### 练习说明:
自记录开头起，至包含“[(126, 193)]”的那一行止（首尾两行均包括在内），请逐字照录这些行，且仅录这些行；答案中须略去图片。
┌─ 记录摘录
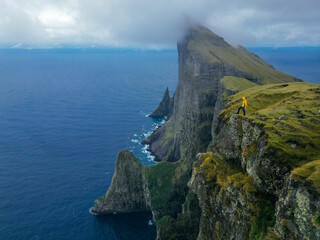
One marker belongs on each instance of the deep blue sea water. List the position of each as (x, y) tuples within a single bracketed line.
[(301, 62), (64, 115)]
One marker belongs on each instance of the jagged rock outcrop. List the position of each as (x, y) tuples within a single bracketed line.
[(297, 210), (165, 106), (233, 189), (127, 192)]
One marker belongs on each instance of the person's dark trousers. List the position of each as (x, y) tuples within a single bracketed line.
[(244, 112)]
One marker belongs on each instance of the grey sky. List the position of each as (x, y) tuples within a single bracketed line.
[(156, 23)]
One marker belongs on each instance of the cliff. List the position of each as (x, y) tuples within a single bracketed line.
[(165, 106), (260, 179), (248, 170), (126, 193)]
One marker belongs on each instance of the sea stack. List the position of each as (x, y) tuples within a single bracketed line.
[(126, 193)]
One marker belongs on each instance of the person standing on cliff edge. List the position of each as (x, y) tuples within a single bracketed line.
[(243, 106)]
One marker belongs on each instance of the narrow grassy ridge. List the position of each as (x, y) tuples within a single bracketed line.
[(290, 116), (213, 49)]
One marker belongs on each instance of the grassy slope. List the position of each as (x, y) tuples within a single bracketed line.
[(214, 49), (297, 132), (237, 84)]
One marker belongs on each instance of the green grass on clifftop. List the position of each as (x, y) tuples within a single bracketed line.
[(290, 116), (237, 84), (213, 49)]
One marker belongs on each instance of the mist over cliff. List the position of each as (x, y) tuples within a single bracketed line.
[(225, 176)]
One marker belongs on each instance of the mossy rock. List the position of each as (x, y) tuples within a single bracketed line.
[(309, 172), (289, 115)]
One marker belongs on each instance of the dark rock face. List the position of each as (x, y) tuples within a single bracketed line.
[(297, 206), (244, 142), (165, 106), (224, 212), (126, 193)]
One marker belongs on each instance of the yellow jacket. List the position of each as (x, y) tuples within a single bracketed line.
[(244, 102)]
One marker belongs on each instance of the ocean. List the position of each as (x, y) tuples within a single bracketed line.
[(64, 115)]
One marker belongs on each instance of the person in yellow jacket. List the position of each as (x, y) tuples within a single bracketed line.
[(243, 106)]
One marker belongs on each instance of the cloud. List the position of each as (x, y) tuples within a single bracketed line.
[(156, 24)]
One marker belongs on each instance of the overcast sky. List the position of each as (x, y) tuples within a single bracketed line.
[(156, 23)]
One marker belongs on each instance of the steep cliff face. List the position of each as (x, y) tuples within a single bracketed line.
[(253, 185), (165, 106), (127, 192), (234, 187)]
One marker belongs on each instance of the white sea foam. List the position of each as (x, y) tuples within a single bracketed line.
[(90, 211)]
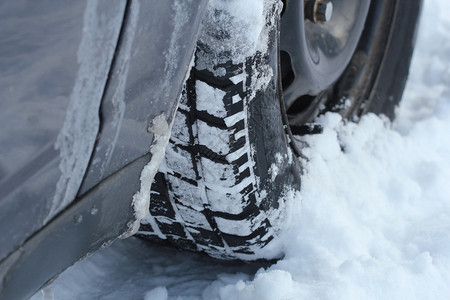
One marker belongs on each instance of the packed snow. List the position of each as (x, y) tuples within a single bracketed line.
[(372, 220)]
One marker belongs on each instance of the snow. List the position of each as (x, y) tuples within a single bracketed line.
[(141, 200), (372, 220)]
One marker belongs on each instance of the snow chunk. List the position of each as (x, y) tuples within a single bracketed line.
[(141, 200)]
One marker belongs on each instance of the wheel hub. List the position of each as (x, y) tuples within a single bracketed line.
[(319, 11), (318, 39)]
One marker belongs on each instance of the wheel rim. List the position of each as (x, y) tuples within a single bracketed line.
[(316, 46)]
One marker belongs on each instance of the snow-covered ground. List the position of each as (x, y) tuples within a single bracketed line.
[(372, 222)]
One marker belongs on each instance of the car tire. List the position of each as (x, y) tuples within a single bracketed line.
[(231, 168)]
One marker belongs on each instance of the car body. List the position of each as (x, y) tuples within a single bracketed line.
[(81, 81), (89, 91)]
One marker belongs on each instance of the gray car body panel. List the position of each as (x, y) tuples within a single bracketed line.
[(54, 68), (81, 82)]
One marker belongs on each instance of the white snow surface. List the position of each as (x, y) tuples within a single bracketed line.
[(372, 220)]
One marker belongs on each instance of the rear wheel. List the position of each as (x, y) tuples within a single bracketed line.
[(231, 169)]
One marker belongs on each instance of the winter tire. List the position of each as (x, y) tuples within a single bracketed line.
[(231, 166)]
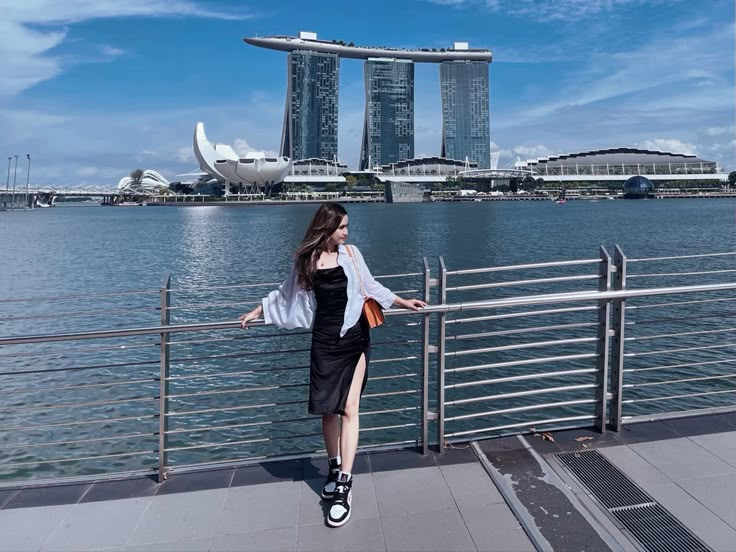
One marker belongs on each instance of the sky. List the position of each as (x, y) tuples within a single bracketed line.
[(93, 89)]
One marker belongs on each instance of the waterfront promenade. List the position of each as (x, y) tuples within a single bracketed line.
[(503, 494)]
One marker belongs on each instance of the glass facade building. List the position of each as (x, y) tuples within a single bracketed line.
[(310, 117), (465, 118), (388, 128)]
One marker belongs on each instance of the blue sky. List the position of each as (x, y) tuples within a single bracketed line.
[(95, 88)]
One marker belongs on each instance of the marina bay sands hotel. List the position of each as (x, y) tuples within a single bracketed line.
[(310, 118)]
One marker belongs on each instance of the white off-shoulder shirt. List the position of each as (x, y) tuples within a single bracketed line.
[(290, 306)]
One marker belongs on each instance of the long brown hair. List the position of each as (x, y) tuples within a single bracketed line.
[(326, 220)]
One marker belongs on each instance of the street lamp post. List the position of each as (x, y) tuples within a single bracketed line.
[(15, 174), (7, 183), (28, 179)]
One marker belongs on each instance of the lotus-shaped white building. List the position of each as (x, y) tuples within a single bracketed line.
[(254, 172), (150, 183)]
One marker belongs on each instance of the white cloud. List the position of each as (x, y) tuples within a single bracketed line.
[(31, 29), (242, 147), (672, 145), (553, 11)]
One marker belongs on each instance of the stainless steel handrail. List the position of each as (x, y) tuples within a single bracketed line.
[(270, 390)]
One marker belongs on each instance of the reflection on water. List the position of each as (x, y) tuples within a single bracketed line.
[(70, 251)]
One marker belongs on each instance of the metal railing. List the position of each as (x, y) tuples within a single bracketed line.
[(518, 349)]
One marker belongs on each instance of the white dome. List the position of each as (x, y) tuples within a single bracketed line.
[(222, 163), (151, 183)]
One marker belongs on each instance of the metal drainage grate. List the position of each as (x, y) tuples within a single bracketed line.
[(653, 526)]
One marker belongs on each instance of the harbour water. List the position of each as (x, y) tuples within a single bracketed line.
[(120, 256)]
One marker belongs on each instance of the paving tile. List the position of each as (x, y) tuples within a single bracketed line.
[(646, 432), (360, 535), (269, 472), (715, 493), (273, 540), (705, 524), (471, 486), (24, 529), (400, 460), (313, 508), (260, 507), (98, 525), (699, 425), (723, 445), (541, 445), (501, 444), (46, 496), (190, 545), (681, 459), (410, 491), (180, 516), (730, 417), (116, 490), (440, 530), (566, 440), (197, 481), (634, 466), (456, 454), (495, 529)]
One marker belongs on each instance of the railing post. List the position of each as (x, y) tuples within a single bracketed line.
[(441, 299), (163, 421), (425, 358), (602, 350), (617, 342)]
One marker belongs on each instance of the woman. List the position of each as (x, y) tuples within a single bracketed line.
[(324, 292)]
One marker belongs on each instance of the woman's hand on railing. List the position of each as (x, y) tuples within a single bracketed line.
[(252, 315), (413, 304)]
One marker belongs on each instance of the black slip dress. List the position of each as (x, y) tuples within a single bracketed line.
[(333, 358)]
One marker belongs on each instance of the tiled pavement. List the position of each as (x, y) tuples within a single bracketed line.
[(403, 501)]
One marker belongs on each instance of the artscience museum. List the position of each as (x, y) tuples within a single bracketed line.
[(254, 173)]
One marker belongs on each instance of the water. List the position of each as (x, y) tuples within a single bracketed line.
[(82, 250)]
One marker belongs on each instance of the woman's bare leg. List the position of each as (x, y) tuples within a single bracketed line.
[(350, 424), (331, 433)]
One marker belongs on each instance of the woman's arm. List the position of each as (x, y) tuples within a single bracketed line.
[(288, 307), (381, 293)]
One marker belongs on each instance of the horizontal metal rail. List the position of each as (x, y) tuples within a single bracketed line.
[(530, 426), (525, 282), (581, 296), (517, 409), (524, 362), (679, 303), (554, 264), (680, 257)]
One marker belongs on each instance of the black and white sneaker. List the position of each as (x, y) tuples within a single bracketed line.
[(328, 489), (339, 513)]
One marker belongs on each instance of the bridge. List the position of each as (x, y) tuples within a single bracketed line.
[(46, 196)]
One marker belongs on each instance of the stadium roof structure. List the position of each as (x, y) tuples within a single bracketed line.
[(618, 164), (616, 155)]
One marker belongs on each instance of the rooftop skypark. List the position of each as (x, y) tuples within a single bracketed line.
[(309, 41)]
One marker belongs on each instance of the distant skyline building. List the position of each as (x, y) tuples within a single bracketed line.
[(465, 111), (310, 121), (310, 116), (388, 127)]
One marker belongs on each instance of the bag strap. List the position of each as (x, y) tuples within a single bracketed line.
[(357, 272)]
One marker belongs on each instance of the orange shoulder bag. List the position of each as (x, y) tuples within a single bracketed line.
[(371, 309)]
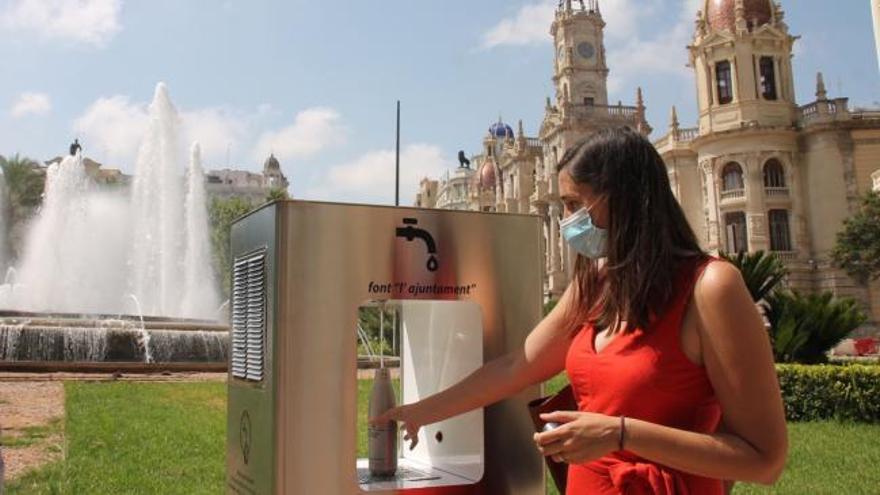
└─
### 完整答案:
One marker belongs on each instance of the deep blue sea water. List the position of each as (x, y) tuples within a single bracketed line.
[(301, 62), (64, 115)]
One marker belongs on each instance of the jagged rock outcrop. List the position of each as (x, y) tuples within a single bracketed line.
[(297, 210), (165, 106), (233, 189), (127, 192)]
One marker belongs on each instance of the person's dark trousers. List the position of each as (x, y) tuples within a single bracketed line.
[(244, 112)]
One marker belongs on each instance of the grey sky. List the position of each as (x, y) tuples within a single bracketed line.
[(156, 23)]
One marker belongs on each instance of the cliff. List the position of each as (x, y) tuples within a single bracketed line.
[(165, 106), (260, 179), (248, 170), (126, 193)]
One marker belongs on each instance of the sea stack. List the position of each as (x, y) tuples within a single bracketed line.
[(126, 193)]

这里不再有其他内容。